• Activity:
Each record below is to be copied word for word, with pictures removed.

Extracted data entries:
╭──

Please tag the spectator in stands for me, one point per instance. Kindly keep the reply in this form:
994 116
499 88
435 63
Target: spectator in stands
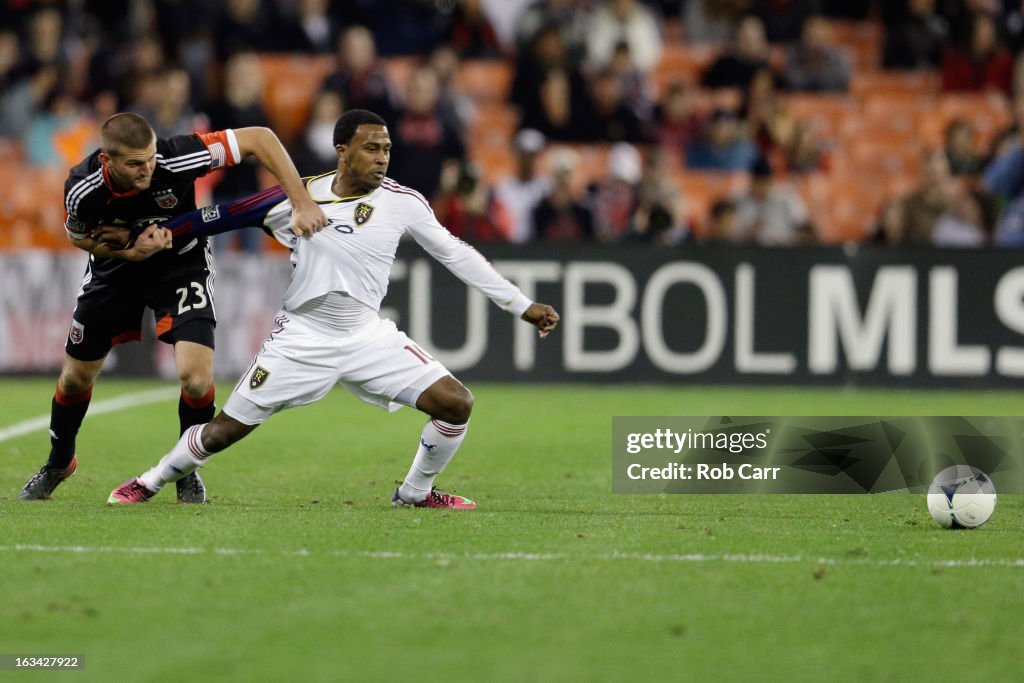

╰──

• Worked solution:
Please tag the spectator in stands for me, one point per instance. Kindly keep the reply in this form:
994 116
499 88
435 63
Target: spectator in stands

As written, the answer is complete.